** BEGIN SOURCE MATERIAL **

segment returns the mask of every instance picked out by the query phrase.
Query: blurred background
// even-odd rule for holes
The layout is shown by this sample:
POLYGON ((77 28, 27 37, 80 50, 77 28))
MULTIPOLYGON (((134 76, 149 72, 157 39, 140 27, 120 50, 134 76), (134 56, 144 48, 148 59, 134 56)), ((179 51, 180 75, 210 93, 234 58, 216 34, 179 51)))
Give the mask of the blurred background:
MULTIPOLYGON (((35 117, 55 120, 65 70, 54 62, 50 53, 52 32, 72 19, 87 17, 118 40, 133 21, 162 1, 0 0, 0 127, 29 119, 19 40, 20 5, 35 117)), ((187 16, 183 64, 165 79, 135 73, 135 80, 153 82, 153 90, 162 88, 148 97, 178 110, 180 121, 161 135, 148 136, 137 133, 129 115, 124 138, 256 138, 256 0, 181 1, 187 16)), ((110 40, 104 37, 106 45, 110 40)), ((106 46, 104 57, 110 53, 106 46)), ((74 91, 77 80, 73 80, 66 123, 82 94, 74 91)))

** END SOURCE MATERIAL **

Copy out the records word for word, starting at the very first line and ending with the line that contains "Give the mask".

* EXPECTED ANSWER *
segment returns the mask of every instance picked out by the query phrase.
Query: blurred background
// even-odd rule for holes
The layout is shown by this sample:
POLYGON ((77 28, 27 37, 80 50, 77 28))
MULTIPOLYGON (((134 76, 149 72, 157 39, 140 27, 120 50, 134 76), (134 56, 144 48, 148 59, 134 56)), ((179 51, 180 75, 210 93, 234 58, 216 34, 179 51)))
Give the mask of the blurred background:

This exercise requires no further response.